Problem requirements = Rewrite the records from the line with "outline green hillside" to the line with "112], [290, 106]]", both lines included and requests kept, and shift every vertex coordinate in the answer outlines by +61. Leave the requests and their sample outlines unchanged.

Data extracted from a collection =
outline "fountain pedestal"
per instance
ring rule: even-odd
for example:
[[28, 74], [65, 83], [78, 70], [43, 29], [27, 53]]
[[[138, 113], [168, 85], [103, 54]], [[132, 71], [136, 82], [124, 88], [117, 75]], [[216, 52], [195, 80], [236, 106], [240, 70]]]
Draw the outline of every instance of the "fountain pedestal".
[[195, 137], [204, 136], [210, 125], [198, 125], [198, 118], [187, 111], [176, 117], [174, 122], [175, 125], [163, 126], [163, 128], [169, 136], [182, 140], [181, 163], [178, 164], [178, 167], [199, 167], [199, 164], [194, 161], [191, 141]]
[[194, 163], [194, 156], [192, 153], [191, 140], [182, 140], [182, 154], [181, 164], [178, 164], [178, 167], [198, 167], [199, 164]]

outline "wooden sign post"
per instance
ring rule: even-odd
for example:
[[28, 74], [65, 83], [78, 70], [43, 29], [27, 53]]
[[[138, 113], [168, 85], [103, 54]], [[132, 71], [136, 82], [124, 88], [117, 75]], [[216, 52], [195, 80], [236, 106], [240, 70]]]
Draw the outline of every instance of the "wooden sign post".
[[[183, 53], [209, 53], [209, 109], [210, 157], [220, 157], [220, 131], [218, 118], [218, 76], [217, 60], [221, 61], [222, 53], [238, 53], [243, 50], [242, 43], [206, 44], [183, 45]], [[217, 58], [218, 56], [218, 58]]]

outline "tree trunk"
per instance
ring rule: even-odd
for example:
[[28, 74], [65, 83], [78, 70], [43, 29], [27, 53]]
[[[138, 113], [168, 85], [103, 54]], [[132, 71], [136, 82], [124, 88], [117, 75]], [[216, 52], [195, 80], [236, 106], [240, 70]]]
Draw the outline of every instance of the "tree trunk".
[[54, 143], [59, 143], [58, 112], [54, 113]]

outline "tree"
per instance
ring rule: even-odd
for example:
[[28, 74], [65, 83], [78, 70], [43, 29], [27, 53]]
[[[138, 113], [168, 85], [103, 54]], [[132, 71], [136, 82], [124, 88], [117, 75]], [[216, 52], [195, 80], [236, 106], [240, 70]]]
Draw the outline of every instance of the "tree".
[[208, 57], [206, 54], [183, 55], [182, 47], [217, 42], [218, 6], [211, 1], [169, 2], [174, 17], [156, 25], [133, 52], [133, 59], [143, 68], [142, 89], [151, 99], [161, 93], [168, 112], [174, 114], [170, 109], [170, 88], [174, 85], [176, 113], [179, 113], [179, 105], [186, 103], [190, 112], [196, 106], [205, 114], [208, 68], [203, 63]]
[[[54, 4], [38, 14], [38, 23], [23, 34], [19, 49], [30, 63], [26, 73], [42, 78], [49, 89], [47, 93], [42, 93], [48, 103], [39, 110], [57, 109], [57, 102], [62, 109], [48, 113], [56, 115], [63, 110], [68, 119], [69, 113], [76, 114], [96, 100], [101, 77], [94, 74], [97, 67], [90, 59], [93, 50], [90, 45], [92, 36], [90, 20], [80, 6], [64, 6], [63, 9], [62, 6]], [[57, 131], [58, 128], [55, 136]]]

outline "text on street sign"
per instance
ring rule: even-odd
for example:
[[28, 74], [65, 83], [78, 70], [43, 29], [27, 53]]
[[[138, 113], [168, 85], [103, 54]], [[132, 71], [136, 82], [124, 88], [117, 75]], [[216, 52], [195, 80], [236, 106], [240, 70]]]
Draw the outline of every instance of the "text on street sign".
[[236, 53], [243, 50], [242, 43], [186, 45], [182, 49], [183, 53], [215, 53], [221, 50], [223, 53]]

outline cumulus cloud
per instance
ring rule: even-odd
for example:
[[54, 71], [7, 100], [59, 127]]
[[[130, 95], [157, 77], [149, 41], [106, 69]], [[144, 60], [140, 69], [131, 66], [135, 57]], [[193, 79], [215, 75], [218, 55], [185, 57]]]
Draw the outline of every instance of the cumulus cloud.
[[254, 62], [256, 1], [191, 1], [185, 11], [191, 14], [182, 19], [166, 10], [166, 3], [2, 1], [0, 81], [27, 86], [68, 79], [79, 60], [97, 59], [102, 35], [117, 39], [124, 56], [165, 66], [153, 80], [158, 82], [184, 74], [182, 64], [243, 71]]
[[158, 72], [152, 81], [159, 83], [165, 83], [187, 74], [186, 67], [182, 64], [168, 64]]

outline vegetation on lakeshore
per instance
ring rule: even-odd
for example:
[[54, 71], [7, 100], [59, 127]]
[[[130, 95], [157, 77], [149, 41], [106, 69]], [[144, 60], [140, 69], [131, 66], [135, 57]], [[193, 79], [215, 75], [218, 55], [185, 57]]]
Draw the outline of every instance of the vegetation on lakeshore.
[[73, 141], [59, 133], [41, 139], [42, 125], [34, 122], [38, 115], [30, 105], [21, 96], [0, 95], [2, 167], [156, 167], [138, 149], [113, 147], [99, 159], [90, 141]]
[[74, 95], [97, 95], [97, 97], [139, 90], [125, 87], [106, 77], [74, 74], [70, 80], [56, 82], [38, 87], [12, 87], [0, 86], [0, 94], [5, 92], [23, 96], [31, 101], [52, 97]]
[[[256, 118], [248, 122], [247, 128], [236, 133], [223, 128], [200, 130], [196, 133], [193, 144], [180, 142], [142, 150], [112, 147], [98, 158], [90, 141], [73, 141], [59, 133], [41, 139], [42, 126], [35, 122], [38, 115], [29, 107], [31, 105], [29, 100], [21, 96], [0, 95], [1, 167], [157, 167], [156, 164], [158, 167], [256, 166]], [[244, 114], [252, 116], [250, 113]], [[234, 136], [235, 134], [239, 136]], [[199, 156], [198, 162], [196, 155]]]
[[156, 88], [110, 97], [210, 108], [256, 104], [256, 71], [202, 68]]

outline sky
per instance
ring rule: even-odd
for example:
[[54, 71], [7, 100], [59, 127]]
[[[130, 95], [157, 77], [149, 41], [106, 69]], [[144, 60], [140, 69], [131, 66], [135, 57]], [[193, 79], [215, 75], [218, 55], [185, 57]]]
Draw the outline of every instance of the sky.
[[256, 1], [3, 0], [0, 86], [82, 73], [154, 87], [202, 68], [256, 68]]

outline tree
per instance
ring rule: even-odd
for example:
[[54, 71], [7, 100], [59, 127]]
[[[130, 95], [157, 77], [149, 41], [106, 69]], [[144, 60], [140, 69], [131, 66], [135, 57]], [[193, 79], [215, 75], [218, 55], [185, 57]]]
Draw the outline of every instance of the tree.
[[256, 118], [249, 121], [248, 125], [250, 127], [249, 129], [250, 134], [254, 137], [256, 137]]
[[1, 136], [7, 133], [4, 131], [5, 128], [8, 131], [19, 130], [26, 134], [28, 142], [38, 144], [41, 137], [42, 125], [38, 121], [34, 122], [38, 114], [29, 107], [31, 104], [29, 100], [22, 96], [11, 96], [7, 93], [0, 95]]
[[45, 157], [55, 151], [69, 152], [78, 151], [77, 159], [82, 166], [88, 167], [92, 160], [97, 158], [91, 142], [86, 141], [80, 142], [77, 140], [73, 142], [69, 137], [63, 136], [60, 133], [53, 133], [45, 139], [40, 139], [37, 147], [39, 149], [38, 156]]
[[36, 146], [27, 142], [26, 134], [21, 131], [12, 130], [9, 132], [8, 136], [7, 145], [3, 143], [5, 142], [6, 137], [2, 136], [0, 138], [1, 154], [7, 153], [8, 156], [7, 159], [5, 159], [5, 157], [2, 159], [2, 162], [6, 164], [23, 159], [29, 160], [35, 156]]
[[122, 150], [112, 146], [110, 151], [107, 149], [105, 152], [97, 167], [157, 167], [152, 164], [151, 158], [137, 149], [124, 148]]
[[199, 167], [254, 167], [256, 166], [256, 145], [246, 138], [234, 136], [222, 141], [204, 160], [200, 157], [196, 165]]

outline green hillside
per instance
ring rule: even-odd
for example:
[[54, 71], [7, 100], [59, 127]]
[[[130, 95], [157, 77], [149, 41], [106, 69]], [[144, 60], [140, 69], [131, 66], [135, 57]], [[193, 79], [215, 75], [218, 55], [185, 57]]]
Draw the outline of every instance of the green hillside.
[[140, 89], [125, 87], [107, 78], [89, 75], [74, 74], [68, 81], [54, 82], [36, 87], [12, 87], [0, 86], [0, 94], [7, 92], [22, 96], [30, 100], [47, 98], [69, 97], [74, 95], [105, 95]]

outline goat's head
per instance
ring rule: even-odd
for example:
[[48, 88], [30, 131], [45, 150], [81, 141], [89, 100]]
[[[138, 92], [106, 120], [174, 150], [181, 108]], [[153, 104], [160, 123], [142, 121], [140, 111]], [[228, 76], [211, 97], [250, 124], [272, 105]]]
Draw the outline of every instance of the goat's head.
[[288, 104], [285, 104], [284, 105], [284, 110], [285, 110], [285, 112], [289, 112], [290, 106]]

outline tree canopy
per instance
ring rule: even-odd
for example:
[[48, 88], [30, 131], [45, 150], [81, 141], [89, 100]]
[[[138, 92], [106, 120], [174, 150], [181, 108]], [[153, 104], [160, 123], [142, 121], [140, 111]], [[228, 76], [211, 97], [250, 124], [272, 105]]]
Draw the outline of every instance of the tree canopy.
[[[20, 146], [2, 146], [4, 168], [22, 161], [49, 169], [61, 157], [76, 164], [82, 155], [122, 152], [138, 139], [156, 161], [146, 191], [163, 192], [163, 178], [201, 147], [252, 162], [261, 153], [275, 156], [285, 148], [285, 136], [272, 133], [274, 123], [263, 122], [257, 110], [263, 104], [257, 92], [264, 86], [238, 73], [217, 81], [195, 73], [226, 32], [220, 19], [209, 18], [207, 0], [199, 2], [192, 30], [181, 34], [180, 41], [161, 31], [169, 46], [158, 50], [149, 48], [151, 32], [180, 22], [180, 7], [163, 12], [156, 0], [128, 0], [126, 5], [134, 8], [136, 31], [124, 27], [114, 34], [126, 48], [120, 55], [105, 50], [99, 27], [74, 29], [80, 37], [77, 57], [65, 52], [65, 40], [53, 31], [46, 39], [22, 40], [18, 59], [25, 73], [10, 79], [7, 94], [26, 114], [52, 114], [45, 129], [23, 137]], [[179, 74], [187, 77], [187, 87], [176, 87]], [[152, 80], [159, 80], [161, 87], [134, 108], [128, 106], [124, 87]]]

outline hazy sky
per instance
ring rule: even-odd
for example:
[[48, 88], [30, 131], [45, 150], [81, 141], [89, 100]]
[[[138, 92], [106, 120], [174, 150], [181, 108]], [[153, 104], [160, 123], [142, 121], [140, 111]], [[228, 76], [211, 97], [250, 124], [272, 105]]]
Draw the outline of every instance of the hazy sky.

Result of this exercise =
outline green hillside
per instance
ring rule: even-odd
for example:
[[54, 71], [7, 100], [59, 127]]
[[[130, 95], [157, 77], [149, 41], [106, 69]], [[144, 60], [140, 69], [131, 66], [135, 57]], [[193, 79], [215, 75], [218, 55], [185, 57]]]
Draw the outline of every instance of the green hillside.
[[201, 150], [186, 148], [168, 139], [150, 136], [135, 135], [129, 142], [115, 143], [97, 148], [73, 148], [61, 147], [61, 155], [68, 153], [83, 157], [91, 161], [108, 159], [130, 158], [135, 156], [166, 156]]

outline goat's head
per instance
ring rule: even-odd
for example:
[[48, 88], [30, 131], [45, 150], [81, 141], [89, 100]]
[[[138, 92], [106, 120], [174, 150], [181, 108]], [[153, 104], [160, 123], [142, 121], [140, 111]], [[228, 76], [211, 97], [250, 124], [272, 105]]]
Draw the outline of every instance of the goat's head.
[[349, 165], [346, 165], [345, 166], [345, 171], [346, 171], [346, 173], [350, 173], [351, 167]]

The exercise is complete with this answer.